## [Exercise objective]
Write the data out again, exactly as given.

start Dataset rows

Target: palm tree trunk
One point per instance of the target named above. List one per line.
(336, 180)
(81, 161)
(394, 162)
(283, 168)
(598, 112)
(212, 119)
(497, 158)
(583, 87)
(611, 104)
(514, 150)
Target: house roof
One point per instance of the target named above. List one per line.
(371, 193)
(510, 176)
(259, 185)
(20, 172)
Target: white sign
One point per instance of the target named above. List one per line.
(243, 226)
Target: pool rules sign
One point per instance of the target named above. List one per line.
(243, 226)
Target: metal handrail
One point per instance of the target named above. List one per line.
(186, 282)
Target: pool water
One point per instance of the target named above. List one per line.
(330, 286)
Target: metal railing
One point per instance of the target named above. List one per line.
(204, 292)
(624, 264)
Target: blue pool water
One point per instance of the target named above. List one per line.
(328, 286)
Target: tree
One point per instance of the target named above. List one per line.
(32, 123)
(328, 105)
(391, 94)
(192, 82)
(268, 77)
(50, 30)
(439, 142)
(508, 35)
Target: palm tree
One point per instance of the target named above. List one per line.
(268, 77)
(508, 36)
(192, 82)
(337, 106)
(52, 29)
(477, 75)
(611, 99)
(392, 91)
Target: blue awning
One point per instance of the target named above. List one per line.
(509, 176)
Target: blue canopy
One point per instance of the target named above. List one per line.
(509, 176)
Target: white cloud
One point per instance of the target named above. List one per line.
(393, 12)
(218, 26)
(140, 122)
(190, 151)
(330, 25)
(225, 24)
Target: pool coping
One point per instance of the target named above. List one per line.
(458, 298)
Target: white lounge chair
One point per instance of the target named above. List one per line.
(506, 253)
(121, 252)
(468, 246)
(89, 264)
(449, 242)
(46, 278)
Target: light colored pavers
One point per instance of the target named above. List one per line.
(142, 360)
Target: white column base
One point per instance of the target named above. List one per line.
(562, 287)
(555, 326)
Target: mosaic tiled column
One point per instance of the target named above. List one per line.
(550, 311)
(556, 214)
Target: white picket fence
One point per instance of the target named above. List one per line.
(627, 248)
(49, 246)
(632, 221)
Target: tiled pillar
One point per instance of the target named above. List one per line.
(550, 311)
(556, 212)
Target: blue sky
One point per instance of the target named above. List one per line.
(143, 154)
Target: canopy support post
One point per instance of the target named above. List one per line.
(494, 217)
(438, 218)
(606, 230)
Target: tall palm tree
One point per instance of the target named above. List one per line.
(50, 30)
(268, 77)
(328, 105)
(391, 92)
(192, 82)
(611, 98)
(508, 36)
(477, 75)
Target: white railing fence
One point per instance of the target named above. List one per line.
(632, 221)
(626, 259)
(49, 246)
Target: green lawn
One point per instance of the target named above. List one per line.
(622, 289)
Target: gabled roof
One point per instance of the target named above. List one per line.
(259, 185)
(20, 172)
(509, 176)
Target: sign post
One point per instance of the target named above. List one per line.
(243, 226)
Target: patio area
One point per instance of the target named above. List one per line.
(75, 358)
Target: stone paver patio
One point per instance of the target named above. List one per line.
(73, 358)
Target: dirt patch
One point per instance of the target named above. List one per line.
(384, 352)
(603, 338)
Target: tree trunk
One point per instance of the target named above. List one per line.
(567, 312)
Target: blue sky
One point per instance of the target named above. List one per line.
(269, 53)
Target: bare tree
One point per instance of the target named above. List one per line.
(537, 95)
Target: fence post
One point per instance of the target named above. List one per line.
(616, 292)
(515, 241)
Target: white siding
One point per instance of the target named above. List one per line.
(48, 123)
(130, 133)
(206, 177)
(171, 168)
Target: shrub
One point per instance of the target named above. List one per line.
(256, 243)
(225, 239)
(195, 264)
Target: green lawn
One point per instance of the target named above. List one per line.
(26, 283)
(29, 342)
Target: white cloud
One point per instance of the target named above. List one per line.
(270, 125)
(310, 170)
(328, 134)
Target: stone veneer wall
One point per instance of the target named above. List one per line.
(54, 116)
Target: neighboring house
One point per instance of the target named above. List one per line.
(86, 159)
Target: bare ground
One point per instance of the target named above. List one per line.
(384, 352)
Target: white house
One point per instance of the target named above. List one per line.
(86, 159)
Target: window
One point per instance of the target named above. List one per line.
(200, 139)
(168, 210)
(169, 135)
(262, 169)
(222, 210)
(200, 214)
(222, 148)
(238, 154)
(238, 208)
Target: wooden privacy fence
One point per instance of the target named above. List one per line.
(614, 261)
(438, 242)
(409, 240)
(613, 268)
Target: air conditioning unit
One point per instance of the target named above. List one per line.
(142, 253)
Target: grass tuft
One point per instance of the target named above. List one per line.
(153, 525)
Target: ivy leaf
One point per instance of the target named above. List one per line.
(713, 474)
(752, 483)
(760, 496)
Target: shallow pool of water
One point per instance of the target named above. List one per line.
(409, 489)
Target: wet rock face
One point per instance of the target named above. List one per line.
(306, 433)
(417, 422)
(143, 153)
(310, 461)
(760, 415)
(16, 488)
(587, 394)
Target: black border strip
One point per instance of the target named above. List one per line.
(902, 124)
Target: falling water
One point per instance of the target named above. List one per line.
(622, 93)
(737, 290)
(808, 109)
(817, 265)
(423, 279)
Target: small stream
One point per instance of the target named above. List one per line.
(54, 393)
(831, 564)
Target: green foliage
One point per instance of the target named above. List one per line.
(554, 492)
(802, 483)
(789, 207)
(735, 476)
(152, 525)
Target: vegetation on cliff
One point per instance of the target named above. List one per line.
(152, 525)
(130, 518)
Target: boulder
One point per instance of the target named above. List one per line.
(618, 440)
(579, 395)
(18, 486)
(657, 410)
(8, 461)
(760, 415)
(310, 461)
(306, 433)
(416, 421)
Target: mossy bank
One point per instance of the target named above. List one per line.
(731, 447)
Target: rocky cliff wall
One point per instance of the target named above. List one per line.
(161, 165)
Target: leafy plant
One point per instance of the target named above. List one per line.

end Dataset rows

## [Answer for this exercise]
Target: palm tree trunk
One point per instance of the target named above. List one per line.
(336, 180)
(81, 161)
(394, 162)
(283, 168)
(598, 112)
(212, 119)
(497, 158)
(583, 87)
(611, 104)
(514, 150)
Target: house roof
One point per instance of the target named above. List one per line.
(371, 193)
(510, 176)
(259, 185)
(20, 172)
Target: white sign
One point per instance of the target named above. List one per line.
(243, 226)
Target: pool rules sign
One point per instance of the target named above. List one per line.
(243, 226)
Target: metal handrail
One point per instance of the target named above. List one per line.
(186, 282)
Target: pool water
One point per instance of the target named above. List one per line.
(330, 286)
Target: metal railing
One point per instance of the target named above. List one per line.
(204, 292)
(624, 264)
Target: blue pool water
One point per instance of the target named above. List one per line.
(328, 286)
Target: tree
One point per instance of the target named above. List one per line.
(32, 123)
(328, 105)
(391, 94)
(192, 82)
(268, 77)
(50, 30)
(439, 142)
(508, 35)
Target: palm tree
One point per instance of the target named above. List one per line.
(268, 77)
(508, 36)
(192, 82)
(337, 106)
(52, 29)
(477, 75)
(611, 99)
(392, 91)
Target: blue awning
One point per instance of the target named above. List one per line.
(509, 176)
Target: blue canopy
One point per instance of the target named above. List one per line.
(509, 176)
Target: white cloud
One point per instance of the target named above. List one per line.
(393, 12)
(218, 26)
(140, 122)
(190, 151)
(330, 25)
(225, 24)
Target: pool coping
One point per instance of the target named above. List one per line.
(458, 298)
Target: white lounge chair
One point per instance of the target named above. List one per line.
(506, 253)
(121, 252)
(468, 246)
(89, 264)
(449, 242)
(46, 278)
Target: light colored pavers
One point per instance of the target named above. List one per line.
(142, 360)
Target: white column base
One point per instance of the target named above. List one per line.
(562, 287)
(555, 326)
Target: mosaic tiled column
One point per instance of the target named above. List one per line.
(550, 311)
(556, 214)
Target: white picket fence
One point per instance of the target named above. List one per line.
(627, 248)
(49, 246)
(632, 221)
Target: tiled pillar
One point per instance of the target named above. List one per line.
(550, 311)
(556, 212)
Target: blue sky
One point per instance of the target named above. List one per line.
(143, 154)
Target: canopy support post
One point per instance of the target named above. List one per line.
(494, 217)
(438, 218)
(606, 230)
Target: tall palm tree
One point per instance of the target named above. List one per line.
(50, 30)
(268, 77)
(328, 105)
(391, 92)
(192, 82)
(611, 98)
(508, 36)
(477, 75)
Target: white railing fence
One point per instance of the target named above. List one per line.
(632, 221)
(626, 259)
(49, 246)
Target: green lawn
One point per instance of the target named above. List one per line.
(622, 289)
Target: gabled roof
One point per instance of the target named above. List one per line.
(259, 185)
(20, 172)
(509, 176)
Target: sign post
One point per instance of the target named above. List one per line.
(243, 226)
Target: patio area
One point per instance of the target named above. List one per line.
(75, 358)
Target: stone paver patio
One point per instance of the target named above. List one per line.
(73, 358)
Target: dirt patch
One point per instance of the target named above. List one per line.
(384, 352)
(603, 338)
Target: tree trunk
One point per instance of the target named above. List one per line.
(567, 312)
Target: blue sky
One point per instance of the target named above. List one per line.
(269, 53)
Target: bare tree
One point per instance of the target named above. List one per line.
(537, 95)
Target: fence post
One point per instance of the target named above. List one per line.
(616, 292)
(515, 241)
Target: white siding
One point per instance of the target named above. List one per line.
(48, 123)
(130, 133)
(206, 177)
(171, 168)
Target: shrub
One point per instance of the target named above. List one per line.
(256, 243)
(225, 239)
(195, 264)
Target: green lawn
One point per instance of the target named above. List one per line.
(26, 283)
(29, 342)
Target: white cloud
One point per instance of the target named above. List one per line.
(270, 125)
(310, 170)
(328, 134)
Target: stone veneer wall
One point per instance of the target named above. List one per line.
(54, 116)
Target: neighboring house
One point per instance of the target named above. List one per line.
(86, 159)
Target: bare ground
One point per instance of the target named above. List one per line.
(384, 352)
Target: white house
One point per instance of the target named above. List one per line.
(86, 159)
Target: window
One point per instance of the target named above. List one per line.
(200, 139)
(168, 210)
(169, 135)
(262, 169)
(222, 210)
(200, 214)
(222, 148)
(238, 154)
(238, 208)
Target: wooden privacy fence
One point per instance of the target named above. List one per line.
(614, 261)
(438, 242)
(409, 240)
(613, 268)
Target: air conditioning unit
One point per instance of the target named above. List one per line.
(142, 253)
Target: grass tuft
One point per instance of the target named above. List one per line.
(153, 525)
Target: ivy leaf
One point per instance of the target named above. List one per line.
(713, 474)
(752, 483)
(760, 496)
Target: shallow pool of water
One point per instance of the target named above. List one per line.
(409, 489)
Target: wet rock face
One point per instance of the target named above. List one per line.
(306, 433)
(417, 422)
(143, 153)
(310, 461)
(760, 415)
(16, 488)
(587, 394)
Target: black border strip
One point per instance of the target named above. List one per line.
(902, 124)
Target: falling water
One point per instance of the target named above. List one per line.
(622, 93)
(737, 290)
(808, 109)
(817, 265)
(423, 279)
Target: small stream
One point per instance of the target named above. List one per line.
(54, 393)
(831, 564)
Target: green foliage
One point per instance of the target named above. List one per line.
(554, 492)
(802, 483)
(789, 207)
(735, 476)
(152, 525)
Target: vegetation on cliff
One point per instance of the target named above. List one per line.
(152, 525)
(130, 518)
Target: boulder
One point per instance of the target named above. List one per line.
(618, 440)
(579, 395)
(18, 486)
(657, 410)
(8, 461)
(760, 415)
(310, 461)
(306, 433)
(416, 421)
Target: mossy bank
One point per instance of the target named above. List one per line.
(731, 447)
Target: rocky cliff wall
One point per instance of the target named above. List one per line.
(161, 165)
Target: leafy plant
One point per instance of the target named above. List one per line.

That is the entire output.